Supplied records
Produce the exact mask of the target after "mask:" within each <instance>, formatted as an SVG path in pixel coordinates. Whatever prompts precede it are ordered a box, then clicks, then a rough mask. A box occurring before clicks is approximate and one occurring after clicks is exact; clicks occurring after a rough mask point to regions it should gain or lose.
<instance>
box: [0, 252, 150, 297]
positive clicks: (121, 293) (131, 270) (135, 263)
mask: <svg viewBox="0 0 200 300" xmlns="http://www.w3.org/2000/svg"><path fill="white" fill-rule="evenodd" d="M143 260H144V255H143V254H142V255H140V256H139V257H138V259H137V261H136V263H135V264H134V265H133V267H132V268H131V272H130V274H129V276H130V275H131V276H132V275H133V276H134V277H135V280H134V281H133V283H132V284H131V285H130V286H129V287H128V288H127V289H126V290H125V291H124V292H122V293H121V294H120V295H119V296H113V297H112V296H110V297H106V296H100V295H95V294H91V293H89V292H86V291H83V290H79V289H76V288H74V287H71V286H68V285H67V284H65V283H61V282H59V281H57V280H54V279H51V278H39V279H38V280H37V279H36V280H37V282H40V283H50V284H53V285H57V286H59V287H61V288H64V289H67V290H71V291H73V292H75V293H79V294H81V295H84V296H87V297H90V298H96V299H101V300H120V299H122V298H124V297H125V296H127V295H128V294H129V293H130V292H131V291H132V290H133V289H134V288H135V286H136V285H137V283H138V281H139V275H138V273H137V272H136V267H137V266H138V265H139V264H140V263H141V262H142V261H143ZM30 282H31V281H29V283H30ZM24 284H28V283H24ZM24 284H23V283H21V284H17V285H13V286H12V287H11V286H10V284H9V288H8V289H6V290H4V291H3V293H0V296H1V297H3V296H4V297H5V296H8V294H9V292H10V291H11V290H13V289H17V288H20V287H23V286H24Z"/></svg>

Action item
Restate every entry above exactly as it stands.

The answer
Produce the exact mask of the target after "mask:" within each <instance>, formatted as an SVG path in pixel coordinates. Whatever prompts precede it are ordered a box, then clicks, then a rough mask. A box occurring before clicks is approximate and one occurring after clicks is exact; clicks occurring after a rough mask point to regions it should gain or lose.
<instance>
box: [0, 252, 150, 297]
positive clicks: (121, 293) (131, 270) (135, 263)
mask: <svg viewBox="0 0 200 300" xmlns="http://www.w3.org/2000/svg"><path fill="white" fill-rule="evenodd" d="M143 260H144V255H143V254H142V255H140V256H139V257H138V259H137V261H136V263H135V264H134V265H133V267H132V268H131V272H130V274H129V276H130V275H131V276H132V275H133V276H134V277H135V280H134V281H133V283H132V284H131V285H130V286H129V287H128V288H127V289H126V290H125V291H124V292H122V293H121V294H120V295H119V296H113V297H112V296H110V297H106V296H100V295H95V294H91V293H89V292H86V291H83V290H79V289H76V288H74V287H71V286H68V285H67V284H65V283H61V282H59V281H57V280H54V279H51V278H39V279H38V280H37V279H36V280H37V282H40V283H50V284H53V285H57V286H59V287H61V288H64V289H67V290H71V291H73V292H75V293H79V294H81V295H84V296H87V297H90V298H96V299H101V300H120V299H122V298H124V297H125V296H127V295H128V294H129V293H130V292H131V291H132V290H133V289H134V288H135V286H136V285H137V283H138V281H139V275H138V273H137V272H136V267H137V266H138V265H139V264H140V263H141V262H142V261H143ZM30 282H31V281H29V283H30ZM24 284H28V283H24ZM24 284H23V283H21V284H17V285H13V286H12V287H11V286H10V284H9V288H8V289H6V290H4V291H3V293H0V296H1V297H3V296H4V297H5V296H8V294H9V292H10V291H11V290H13V289H17V288H20V287H23V286H24Z"/></svg>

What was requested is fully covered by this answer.